Applications of prestressed concrete

Updated: Jun 12

Article by: Gobinda Burman from: Green Environmet


A beam resting on supports at each end trends to bend under its own weight and under applied loading. This causes compression along the top part of the beam and tension along the bottom part. In other words, there is a tendency for the bottom of the beam to stretch.

Concrete is strong in compression, but weak in tension, and for this reason, a plain concrete beam has little strength. The tensile weakness of concrete is overcome by casting steel bars into the sections where tension is likely to occur. When a load is applied on beam, cracks still occur in the concrete, but the tension is carried by the steel reinforcement.

The principle of prestressing is to compress the beam before it is loaded in such a way that stresses are induced in the section which is opposite in action to those arising under loading. Thus the bottom of the beam is compressed by the prestressing so that tension arising when it is loaded will be entirely neutralized.

### Dataset entries
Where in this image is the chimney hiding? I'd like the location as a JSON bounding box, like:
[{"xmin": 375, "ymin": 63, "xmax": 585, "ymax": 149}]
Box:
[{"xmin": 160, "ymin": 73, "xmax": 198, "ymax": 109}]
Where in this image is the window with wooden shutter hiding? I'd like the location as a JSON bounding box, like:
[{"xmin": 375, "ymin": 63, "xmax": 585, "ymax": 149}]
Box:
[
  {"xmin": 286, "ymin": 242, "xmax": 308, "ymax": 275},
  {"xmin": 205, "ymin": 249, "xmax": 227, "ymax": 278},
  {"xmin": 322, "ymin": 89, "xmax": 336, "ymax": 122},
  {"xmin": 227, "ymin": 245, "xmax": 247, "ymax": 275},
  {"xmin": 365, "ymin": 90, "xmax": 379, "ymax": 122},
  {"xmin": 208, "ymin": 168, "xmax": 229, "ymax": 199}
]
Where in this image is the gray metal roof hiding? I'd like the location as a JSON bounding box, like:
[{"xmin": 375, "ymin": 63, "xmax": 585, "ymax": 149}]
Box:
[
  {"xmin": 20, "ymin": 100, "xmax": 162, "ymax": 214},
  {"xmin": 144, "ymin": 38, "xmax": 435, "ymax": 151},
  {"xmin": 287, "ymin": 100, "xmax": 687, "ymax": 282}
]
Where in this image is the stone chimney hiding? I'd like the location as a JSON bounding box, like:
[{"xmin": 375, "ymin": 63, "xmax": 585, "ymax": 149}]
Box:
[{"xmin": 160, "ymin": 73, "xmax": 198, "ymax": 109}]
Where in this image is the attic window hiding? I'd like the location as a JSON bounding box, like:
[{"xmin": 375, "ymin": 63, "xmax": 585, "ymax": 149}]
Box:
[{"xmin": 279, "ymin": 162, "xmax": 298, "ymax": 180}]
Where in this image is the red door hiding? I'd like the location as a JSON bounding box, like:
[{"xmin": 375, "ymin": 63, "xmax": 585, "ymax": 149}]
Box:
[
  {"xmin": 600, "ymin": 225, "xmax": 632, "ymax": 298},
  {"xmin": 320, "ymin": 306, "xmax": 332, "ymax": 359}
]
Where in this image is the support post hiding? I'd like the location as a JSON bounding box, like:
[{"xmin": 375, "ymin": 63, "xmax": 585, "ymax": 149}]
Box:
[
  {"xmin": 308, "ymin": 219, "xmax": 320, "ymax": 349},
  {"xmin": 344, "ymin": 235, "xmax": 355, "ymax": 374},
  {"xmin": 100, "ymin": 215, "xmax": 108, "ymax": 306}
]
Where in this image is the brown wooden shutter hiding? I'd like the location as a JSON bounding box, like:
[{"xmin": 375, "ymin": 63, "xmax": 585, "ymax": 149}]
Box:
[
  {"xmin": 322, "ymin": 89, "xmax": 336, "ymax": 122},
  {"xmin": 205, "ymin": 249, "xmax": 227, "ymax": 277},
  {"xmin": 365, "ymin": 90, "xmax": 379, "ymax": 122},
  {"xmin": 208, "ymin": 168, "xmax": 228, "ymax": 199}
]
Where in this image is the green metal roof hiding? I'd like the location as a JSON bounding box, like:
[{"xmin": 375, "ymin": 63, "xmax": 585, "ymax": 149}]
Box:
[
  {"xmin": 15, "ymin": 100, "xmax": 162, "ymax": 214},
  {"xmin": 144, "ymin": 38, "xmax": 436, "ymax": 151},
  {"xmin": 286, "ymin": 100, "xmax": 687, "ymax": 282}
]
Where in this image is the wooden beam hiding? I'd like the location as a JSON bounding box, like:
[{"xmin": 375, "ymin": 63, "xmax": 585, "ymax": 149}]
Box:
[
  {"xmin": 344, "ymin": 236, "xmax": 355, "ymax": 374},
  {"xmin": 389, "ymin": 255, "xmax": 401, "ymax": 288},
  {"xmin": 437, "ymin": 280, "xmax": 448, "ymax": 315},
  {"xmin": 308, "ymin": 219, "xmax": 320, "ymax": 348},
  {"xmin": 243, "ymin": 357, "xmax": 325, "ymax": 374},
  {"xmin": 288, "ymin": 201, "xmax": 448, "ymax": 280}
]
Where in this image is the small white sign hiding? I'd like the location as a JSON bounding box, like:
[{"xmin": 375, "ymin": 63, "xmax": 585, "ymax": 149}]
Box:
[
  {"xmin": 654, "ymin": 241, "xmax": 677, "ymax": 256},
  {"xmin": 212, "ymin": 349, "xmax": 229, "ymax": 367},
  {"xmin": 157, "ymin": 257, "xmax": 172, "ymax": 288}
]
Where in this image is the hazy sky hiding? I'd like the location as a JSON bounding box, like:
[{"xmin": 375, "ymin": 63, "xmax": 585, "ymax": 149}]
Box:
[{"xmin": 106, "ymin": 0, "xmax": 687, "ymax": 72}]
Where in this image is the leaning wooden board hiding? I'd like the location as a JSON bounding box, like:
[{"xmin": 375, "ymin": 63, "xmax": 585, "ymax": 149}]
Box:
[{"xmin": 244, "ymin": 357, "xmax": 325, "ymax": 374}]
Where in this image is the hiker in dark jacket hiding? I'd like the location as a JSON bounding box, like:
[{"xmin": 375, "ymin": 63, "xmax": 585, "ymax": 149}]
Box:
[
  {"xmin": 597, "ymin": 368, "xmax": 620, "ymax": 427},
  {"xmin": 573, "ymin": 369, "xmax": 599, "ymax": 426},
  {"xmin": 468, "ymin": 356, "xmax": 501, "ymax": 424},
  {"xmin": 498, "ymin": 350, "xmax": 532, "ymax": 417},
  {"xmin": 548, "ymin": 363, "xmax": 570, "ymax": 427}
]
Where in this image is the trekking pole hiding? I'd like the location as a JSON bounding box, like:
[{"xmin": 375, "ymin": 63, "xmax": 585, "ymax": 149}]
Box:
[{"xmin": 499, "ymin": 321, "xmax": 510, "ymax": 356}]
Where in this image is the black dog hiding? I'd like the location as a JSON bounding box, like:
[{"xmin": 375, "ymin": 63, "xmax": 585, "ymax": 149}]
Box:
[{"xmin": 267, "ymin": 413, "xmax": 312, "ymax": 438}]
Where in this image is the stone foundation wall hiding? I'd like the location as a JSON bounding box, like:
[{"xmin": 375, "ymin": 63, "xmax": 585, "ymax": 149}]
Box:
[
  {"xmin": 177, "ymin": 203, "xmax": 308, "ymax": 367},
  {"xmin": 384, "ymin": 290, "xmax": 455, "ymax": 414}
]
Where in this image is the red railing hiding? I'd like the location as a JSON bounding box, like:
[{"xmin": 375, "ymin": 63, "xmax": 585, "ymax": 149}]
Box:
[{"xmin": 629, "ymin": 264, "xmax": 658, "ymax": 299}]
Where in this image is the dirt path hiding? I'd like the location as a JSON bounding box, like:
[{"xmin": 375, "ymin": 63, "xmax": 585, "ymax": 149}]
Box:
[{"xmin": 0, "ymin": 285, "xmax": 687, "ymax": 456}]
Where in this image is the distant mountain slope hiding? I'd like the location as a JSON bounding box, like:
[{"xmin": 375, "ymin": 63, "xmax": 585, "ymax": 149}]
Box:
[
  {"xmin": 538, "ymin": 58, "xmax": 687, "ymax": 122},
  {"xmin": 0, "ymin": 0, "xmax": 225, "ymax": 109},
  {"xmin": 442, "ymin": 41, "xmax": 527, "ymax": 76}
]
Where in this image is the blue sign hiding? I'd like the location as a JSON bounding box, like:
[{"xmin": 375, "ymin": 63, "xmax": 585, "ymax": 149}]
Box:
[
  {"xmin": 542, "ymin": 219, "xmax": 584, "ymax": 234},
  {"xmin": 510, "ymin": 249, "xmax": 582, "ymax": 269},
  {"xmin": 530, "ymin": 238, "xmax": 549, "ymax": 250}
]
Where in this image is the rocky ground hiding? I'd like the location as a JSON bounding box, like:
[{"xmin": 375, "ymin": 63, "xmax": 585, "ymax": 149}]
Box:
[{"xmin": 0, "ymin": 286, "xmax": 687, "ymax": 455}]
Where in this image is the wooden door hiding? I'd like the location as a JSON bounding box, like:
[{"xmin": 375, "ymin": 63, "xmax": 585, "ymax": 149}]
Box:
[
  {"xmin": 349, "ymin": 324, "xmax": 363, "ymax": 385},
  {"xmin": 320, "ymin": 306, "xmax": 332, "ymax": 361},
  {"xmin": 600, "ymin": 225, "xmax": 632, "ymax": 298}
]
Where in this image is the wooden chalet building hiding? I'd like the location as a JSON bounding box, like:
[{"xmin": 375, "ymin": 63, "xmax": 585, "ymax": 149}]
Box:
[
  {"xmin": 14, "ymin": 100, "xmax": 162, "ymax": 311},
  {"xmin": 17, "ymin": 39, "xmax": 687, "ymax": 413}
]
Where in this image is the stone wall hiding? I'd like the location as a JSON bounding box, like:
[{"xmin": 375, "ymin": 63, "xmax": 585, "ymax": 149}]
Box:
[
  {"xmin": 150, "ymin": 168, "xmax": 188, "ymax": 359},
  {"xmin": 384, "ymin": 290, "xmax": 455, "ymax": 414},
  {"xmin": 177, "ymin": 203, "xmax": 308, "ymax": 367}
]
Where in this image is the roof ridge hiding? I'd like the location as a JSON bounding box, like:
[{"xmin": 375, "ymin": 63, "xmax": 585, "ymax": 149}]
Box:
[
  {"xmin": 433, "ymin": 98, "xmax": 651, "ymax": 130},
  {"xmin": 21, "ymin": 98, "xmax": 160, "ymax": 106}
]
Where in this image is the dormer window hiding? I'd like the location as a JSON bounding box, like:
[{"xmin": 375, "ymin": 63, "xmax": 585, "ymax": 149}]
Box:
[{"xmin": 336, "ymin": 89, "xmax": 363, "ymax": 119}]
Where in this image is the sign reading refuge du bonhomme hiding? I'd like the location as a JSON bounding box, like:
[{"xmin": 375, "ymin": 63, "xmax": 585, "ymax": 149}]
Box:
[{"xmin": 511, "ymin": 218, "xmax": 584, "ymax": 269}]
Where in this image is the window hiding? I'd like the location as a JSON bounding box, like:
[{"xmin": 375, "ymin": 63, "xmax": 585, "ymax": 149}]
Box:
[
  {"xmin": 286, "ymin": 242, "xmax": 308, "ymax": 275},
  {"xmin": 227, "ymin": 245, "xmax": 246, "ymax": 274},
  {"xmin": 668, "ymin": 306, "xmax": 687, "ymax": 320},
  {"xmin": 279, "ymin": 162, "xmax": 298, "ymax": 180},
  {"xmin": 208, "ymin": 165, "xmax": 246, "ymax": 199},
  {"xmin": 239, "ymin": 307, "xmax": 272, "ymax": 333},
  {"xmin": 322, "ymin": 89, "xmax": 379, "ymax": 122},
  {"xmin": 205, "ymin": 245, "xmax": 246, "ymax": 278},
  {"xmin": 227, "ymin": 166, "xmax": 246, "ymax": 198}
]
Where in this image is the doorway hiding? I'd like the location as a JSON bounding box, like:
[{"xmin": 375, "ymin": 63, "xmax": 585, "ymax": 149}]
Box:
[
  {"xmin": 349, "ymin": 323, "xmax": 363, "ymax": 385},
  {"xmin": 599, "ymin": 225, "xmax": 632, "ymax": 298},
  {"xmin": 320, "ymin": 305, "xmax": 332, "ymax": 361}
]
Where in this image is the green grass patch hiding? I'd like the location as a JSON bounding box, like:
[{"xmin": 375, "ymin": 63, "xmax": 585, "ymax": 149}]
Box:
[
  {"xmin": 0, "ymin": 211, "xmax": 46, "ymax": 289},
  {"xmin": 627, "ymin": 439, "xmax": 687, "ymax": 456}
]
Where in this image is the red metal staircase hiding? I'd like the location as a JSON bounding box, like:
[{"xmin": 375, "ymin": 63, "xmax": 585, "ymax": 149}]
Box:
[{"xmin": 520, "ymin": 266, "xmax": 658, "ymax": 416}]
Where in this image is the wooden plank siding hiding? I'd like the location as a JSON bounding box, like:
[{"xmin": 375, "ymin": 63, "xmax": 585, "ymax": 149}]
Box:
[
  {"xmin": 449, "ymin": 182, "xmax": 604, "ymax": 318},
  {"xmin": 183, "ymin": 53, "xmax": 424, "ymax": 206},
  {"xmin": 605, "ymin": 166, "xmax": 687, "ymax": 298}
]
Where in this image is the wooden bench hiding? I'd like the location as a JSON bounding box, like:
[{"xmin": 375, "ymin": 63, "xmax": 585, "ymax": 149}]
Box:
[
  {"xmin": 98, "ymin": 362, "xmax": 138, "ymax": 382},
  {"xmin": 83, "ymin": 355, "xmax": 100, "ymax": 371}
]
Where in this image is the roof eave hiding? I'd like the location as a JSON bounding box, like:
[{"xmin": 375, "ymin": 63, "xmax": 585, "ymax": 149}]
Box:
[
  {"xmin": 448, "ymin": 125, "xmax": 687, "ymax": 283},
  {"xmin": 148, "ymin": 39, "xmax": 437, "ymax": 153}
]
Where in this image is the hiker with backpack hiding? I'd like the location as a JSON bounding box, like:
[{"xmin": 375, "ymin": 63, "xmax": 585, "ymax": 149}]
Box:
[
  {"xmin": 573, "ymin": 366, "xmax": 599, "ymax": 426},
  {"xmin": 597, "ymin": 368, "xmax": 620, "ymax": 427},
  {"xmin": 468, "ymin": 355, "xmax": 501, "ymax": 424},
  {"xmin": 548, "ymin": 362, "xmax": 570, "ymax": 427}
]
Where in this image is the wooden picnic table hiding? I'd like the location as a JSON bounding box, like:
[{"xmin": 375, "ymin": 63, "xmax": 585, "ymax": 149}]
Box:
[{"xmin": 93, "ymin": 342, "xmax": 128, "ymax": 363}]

### Tasks to perform
1) Decide whether each statement agrees with the article on prestressed concrete. Answer yes or no for each, and quote the deciding words of the article. (a) Concrete is weak in compression. (b) A beam resting on supports at each end has tension along its bottom part. (c) When a load is applied to a beam with steel reinforcement, no cracks occur in the concrete.
2) According to the article on prestressed concrete, how is the tensile weakness of concrete overcome?
3) Retype the stretch of the article on prestressed concrete from "Article by: Gobinda" through "beam to stretch.".

### Expected outputs
1)
(a) No: "Concrete is strong in compression, but weak in tension"
(b) Yes: "This causes compression along the top part of the beam and tension along the bottom part."
(c) No: "cracks still occur in the concrete, but the tension is carried by the steel reinforcement"

2) It is overcome by casting steel bars into the sections where tension is likely to occur.

3)
Article by: Gobinda Burman from: Green Environmet


A beam resting on supports at each end trends to bend under its own weight and under applied loading. This causes compression along the top part of the beam and tension along the bottom part. In other words, there is a tendency for the bottom of the beam to stretch.